(Extracted data entries)
* start *

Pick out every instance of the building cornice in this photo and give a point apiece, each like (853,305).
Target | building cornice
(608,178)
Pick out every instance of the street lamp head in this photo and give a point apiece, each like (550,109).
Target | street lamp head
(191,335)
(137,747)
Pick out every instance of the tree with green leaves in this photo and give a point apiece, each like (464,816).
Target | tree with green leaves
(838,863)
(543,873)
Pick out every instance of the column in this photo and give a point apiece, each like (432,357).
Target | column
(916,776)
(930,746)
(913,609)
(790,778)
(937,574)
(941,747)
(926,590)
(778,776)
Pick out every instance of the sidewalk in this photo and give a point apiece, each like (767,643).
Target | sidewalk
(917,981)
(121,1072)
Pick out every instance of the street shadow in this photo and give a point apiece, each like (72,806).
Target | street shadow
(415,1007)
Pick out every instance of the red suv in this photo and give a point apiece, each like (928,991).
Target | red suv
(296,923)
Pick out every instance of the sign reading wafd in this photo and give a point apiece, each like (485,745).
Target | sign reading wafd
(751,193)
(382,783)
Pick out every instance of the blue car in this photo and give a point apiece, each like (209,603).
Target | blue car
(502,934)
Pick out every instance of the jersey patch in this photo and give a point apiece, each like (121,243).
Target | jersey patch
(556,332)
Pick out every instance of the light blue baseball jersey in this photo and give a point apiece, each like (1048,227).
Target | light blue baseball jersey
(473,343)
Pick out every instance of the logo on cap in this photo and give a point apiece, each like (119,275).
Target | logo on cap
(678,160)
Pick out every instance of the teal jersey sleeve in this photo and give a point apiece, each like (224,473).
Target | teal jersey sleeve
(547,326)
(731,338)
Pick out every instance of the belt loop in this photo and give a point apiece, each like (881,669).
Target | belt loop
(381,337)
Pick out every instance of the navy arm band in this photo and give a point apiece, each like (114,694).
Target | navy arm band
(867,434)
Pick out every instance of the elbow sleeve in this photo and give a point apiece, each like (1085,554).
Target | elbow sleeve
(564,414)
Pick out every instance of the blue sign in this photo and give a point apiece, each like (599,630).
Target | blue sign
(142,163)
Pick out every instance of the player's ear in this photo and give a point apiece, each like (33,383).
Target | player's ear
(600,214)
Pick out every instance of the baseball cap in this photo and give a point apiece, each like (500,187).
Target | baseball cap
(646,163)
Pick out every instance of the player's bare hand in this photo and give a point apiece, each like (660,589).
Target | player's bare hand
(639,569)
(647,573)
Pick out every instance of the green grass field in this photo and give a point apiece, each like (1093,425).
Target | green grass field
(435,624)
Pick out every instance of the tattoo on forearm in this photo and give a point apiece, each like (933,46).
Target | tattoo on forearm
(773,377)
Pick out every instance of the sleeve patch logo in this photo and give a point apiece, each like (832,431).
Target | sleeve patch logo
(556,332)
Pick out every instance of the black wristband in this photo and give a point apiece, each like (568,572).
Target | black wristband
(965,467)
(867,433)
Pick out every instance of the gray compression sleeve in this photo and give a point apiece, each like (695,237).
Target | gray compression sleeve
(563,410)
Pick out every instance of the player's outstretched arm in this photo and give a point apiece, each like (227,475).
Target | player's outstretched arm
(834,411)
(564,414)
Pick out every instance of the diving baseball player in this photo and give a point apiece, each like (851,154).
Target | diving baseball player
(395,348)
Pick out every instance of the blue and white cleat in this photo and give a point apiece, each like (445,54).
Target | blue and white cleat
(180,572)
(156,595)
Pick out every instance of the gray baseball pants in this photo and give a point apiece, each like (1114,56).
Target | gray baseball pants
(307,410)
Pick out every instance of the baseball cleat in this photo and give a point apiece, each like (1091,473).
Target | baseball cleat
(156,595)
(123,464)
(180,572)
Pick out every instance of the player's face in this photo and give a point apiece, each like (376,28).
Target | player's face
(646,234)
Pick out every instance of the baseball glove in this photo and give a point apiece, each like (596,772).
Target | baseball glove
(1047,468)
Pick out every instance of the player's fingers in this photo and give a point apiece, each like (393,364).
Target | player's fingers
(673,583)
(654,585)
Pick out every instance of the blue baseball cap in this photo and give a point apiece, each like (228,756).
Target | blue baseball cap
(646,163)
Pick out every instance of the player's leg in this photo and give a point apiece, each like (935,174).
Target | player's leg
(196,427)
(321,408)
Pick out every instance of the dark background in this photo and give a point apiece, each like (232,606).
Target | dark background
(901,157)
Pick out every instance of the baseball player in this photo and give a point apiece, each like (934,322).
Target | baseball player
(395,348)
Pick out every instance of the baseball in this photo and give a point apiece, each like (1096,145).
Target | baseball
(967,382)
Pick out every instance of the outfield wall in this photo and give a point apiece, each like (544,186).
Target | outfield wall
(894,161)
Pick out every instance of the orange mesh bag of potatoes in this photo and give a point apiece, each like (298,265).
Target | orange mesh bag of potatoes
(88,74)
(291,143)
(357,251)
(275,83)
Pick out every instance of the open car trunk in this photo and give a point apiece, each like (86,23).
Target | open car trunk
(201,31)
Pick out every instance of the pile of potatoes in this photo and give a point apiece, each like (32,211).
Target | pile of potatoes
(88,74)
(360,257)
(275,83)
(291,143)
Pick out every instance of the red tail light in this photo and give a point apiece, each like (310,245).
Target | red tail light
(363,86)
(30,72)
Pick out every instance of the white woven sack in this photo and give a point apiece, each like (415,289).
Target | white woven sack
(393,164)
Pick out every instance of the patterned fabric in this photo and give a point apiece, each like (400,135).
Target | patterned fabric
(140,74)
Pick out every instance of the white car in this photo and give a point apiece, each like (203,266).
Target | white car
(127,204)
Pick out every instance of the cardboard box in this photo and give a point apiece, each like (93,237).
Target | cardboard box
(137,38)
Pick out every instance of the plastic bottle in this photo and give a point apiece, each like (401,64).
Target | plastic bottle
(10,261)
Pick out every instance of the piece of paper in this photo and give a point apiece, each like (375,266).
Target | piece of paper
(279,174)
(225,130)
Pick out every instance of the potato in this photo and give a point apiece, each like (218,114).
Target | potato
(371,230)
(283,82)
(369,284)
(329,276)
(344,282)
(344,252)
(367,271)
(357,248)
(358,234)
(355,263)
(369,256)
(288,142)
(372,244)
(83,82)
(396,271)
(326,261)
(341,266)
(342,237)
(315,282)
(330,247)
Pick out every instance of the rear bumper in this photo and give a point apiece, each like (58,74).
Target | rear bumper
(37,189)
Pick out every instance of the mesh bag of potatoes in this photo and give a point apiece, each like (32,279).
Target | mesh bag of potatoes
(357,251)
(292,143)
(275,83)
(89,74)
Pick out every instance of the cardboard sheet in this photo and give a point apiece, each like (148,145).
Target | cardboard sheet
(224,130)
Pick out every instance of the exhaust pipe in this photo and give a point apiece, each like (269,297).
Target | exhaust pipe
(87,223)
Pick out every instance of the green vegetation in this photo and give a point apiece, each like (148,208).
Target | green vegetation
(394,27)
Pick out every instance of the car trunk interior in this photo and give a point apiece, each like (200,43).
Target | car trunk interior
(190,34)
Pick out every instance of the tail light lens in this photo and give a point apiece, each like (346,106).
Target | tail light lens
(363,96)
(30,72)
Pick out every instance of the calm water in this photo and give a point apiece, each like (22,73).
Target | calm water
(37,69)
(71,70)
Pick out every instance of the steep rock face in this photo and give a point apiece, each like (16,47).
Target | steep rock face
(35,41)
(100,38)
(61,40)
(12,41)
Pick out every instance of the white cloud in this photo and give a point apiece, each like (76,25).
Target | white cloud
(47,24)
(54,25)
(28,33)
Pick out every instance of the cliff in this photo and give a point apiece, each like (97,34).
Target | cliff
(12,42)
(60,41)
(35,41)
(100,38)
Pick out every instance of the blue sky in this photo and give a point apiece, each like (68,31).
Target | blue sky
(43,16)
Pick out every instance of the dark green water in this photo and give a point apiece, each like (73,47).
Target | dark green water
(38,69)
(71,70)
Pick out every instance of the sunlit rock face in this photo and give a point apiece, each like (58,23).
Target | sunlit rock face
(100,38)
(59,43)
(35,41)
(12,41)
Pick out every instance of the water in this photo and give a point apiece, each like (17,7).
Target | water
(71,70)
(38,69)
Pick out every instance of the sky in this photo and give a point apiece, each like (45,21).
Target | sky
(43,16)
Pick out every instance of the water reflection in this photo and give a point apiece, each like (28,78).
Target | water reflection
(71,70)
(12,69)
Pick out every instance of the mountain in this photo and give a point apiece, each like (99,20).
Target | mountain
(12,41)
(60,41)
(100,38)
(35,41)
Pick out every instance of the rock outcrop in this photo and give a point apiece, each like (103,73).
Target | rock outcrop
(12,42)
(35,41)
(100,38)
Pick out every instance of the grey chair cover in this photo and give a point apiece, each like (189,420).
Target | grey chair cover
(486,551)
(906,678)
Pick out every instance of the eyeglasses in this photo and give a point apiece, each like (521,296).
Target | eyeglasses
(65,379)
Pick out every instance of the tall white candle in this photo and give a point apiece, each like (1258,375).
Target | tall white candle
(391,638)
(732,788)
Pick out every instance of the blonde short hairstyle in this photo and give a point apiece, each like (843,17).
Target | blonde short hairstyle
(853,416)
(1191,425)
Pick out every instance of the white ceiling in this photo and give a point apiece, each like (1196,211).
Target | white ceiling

* end *

◆ **Task brief**
Nothing but the lines from the line with "Pick out every instance of the sky" to the last line of the listing above should appear; please retype them exactly, both ends included.

◆ **Solution for this problem**
Pick out every instance of the sky in this photo and give a point apiece, each like (45,21).
Target | sky
(43,16)
Pick out every instance of the water reflection in this photo and give a point apiece, each like (28,78).
Target | water reflection
(71,70)
(12,69)
Pick out every instance of the mountain in this photo and give a point apiece, each like (99,20).
Target | mountain
(12,41)
(60,41)
(100,38)
(35,41)
Pick out every instance of the rock outcrop in this photo and give a point apiece, each like (103,73).
Target | rock outcrop
(12,42)
(35,41)
(100,38)
Pick out every instance of the grey chair cover in this photo and give a point apiece, each like (189,420).
Target | grey chair cover
(486,551)
(906,678)
Pick out every instance of the eyeglasses in this photo and give a point apiece, each like (521,296).
Target | eyeglasses
(65,379)
Pick out every instance of the tall white candle in this photo and give a point apiece, each like (1258,375).
Target | tall white candle
(391,638)
(732,788)
Pick out every instance of the blonde short hairstyle in this photo and give a point apiece, each like (843,17).
Target | blonde short hairstyle
(853,416)
(1191,425)
Pick out every instance of the white ceiling in this photo and give a point apiece, each like (1196,211).
Target | white ceiling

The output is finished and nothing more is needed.